» **Supplied text**:
****************

On September 14, 1848, several individuals purchased a twenty-eight acre parcel of land on Penobscot Bay from Rowland Carlton. Two years later, this group transferred the property to the trustees of the Northport Camp Ground Association; an organization comprised of twenty-three Methodist churches in Knox and Waldo counties, as well as the Circuits and Stations of the Methodist Episcopal Church. This parcel of land, which constitutes the core of the present historic district, was apparently chosen for both its picturesque setting and its central location. Its establishment quickly followed the formation of the East Maine Conference, an organizational division of the Methodist Church designed to better serve the eastern and northern areas of the state.

Little is known about the early years of the camp meeting in Northport, although subsequent accounts of this period indicate that gatherings typically lasted for a week with the congregants occupying tents pitched on the property. It is also difficult to ascertain what the physical character of the property was in the mid nineteenth century. This question is relevant in order to understand how the camp meeting at Northport fit the popular notion that such gatherings should be held in a grove of trees with a central preaching stand/meeting space surrounded by tents. In all probability, a similar hierarchy of space was imposed on the property at an early date, and the site of the auditorium and the existing Auditorium Park with its surrounding society cottages reflects this early pattern. The earliest known graphic illustration of the grounds appears on the 1859 wall map of Waldo County. It shows a grove of trees with an unidentified central structure all of which is labeled “Wesleyan Grove.” A boarding house is located just outside the grove, and it appears to be surrounded by an area named “Camp Ground.” At what time the balance of the original property was surveyed and the existing layout of roads and lots was imposed is uncertain.

What little documentary information that does exist about the camp meetings in this period is largely derived from contemporary reports that appeared in the Republican Journal, a weekly newspaper published in nearby Belfast. For example, in 1869 the paper commented that attendance did not seem to be as large as in past years, but that the “…Methodists themselves do not encourage the gathering of large numbers, as it is often found that ‘Satan comes also’ in a disagreeably large preponderance.” The following week it was reported that admission fees yielded about $300.00, which was nearly enough to pay the remaining debt on the purchase and preparation of the land. In its August 24, 1871, edition the Journal noted that the grounds of the camp ground had been enclosed with a fence; that the landing from the bay had been moved; and that “The underbrush of the groves is to be cleared away so that the hitherto hidden recesses where the wicked and perverse have assembled, will be under better supervision – thus pushing Satan’s skirmish line further away.” Two weeks later, the Journal reported that “…a new house is being erected in the grove and another is to be commenced soon…” . This is one of the earliest references to the construction of permanent buildings on the grounds.

****************

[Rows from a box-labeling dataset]
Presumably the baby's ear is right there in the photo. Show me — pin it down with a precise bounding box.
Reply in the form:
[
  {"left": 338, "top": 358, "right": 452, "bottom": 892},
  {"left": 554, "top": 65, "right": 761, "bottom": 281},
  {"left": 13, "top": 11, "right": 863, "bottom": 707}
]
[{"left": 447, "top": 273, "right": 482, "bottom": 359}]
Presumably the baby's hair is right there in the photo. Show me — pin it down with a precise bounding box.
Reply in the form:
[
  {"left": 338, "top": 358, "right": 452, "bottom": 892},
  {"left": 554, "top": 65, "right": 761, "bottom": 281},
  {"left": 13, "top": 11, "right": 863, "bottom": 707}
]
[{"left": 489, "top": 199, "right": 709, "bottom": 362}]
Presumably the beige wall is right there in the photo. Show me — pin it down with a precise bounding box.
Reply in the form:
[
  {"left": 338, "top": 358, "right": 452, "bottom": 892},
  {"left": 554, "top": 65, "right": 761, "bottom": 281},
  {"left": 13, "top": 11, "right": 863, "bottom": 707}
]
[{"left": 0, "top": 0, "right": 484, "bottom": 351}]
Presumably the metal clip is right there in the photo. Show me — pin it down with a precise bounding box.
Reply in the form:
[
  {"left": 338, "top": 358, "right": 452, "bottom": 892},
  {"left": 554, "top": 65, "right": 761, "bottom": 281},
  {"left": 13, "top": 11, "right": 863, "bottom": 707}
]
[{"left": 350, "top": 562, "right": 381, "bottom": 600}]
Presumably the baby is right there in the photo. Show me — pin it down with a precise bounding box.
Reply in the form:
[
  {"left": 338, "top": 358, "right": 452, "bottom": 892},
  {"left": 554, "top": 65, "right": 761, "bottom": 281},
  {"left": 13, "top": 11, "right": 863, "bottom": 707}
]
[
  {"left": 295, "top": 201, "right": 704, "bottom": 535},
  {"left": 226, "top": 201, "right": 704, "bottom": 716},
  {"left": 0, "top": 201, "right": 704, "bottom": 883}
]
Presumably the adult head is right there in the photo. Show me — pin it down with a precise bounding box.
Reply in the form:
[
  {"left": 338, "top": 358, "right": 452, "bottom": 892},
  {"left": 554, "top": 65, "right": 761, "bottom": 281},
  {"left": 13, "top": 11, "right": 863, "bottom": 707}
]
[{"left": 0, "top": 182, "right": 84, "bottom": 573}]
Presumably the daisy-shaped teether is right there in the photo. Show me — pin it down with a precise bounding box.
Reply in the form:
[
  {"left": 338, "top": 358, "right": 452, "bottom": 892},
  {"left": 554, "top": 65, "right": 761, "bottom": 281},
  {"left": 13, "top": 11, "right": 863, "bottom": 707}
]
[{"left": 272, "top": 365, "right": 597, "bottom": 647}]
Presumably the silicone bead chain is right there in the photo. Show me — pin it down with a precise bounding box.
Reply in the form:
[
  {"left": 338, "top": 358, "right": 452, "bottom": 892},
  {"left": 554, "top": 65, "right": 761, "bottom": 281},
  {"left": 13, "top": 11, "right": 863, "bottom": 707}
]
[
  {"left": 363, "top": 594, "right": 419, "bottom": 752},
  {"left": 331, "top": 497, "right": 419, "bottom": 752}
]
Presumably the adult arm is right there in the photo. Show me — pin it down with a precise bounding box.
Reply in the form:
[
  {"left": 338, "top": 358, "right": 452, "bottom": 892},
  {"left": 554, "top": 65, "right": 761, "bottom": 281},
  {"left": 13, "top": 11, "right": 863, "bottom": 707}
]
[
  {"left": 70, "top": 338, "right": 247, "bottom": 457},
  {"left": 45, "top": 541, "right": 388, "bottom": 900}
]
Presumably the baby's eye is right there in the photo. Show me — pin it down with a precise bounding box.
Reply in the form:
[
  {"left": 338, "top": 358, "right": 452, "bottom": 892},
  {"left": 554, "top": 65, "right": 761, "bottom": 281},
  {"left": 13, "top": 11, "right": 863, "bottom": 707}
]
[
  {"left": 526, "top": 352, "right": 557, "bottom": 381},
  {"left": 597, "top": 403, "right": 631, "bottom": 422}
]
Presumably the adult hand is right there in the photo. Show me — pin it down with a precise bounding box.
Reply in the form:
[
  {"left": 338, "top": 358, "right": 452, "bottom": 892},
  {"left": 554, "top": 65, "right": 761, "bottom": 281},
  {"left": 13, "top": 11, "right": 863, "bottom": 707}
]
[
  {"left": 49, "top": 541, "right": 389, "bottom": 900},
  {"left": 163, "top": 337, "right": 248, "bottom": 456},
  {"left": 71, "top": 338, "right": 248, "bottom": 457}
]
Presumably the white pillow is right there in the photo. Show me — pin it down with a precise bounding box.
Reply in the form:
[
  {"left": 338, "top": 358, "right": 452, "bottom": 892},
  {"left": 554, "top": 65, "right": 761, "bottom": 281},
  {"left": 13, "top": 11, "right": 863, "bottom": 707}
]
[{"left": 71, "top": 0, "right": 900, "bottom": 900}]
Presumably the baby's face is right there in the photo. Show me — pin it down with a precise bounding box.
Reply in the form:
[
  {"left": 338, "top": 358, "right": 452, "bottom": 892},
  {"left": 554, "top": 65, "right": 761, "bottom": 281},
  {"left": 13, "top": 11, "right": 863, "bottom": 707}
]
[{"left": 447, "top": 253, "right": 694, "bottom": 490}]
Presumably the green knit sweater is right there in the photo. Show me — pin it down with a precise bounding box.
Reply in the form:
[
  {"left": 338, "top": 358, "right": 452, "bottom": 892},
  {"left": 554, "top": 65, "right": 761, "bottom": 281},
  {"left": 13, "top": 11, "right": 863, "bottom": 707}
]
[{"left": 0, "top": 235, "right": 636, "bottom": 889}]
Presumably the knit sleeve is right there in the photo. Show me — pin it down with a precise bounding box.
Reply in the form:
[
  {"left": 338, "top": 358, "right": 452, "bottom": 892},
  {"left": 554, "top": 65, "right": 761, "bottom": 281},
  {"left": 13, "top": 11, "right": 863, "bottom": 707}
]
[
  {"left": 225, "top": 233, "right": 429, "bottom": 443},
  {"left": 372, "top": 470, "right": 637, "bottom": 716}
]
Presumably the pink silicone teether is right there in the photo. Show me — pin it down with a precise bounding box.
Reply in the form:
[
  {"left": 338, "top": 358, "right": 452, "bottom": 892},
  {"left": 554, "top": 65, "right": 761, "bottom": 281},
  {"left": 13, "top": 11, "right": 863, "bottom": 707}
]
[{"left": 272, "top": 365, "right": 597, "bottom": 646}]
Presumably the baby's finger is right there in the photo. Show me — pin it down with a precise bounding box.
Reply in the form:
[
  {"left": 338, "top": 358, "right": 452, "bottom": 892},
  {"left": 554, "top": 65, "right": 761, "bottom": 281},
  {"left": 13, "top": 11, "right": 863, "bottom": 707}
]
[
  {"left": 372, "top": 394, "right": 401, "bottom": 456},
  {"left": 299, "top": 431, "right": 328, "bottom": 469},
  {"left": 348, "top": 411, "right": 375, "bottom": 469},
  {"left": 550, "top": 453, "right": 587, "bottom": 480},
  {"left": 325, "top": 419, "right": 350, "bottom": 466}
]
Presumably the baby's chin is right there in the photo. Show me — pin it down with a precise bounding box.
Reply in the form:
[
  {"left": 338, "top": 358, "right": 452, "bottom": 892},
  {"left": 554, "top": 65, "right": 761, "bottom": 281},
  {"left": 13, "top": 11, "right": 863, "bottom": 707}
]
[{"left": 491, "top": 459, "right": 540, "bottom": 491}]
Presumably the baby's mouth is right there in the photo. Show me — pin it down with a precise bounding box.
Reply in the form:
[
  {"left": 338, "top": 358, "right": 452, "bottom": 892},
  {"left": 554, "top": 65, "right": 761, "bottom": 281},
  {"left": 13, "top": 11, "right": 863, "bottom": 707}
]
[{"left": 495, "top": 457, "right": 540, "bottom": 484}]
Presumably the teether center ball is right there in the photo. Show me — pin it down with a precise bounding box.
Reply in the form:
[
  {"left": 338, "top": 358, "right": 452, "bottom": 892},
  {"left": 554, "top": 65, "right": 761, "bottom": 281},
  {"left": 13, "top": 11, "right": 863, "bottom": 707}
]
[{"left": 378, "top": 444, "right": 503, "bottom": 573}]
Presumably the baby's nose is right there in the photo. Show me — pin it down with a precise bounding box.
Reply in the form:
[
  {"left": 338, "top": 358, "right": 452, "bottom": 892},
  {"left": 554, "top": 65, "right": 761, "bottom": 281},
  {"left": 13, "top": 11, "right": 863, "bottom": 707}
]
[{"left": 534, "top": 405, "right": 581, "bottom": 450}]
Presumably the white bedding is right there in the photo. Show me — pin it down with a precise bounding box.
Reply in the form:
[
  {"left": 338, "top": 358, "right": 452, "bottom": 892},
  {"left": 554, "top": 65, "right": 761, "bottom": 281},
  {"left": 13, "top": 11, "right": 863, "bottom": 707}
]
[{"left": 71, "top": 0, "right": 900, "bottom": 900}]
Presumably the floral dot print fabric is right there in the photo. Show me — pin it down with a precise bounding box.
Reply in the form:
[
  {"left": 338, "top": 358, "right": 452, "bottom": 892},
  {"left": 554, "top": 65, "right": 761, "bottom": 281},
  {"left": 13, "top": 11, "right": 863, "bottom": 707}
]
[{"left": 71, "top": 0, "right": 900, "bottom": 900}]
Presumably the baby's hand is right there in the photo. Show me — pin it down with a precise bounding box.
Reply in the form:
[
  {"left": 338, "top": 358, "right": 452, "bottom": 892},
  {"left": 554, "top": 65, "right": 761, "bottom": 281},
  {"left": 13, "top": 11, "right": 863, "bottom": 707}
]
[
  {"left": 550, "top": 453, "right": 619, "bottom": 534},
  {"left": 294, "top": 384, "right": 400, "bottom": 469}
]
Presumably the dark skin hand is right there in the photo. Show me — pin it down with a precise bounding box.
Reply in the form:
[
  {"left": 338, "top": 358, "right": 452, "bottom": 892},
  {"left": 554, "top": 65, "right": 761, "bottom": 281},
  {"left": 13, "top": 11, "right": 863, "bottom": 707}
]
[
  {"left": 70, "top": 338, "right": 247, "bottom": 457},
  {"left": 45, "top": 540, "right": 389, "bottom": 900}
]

****************

» **Directive**:
Answer these questions about the Northport camp ground history above:
(a) From whom was the twenty-eight acre parcel on Penobscot Bay bought in 1848?
(b) What name labels the grove on the 1859 wall map of Waldo County?
(c) Which weekly newspaper supplied reports on the camp meetings, and where was it published?

» **The result**:
(a) Rowland Carlton
(b) "Wesleyan Grove"
(c) The Republican Journal, published in Belfast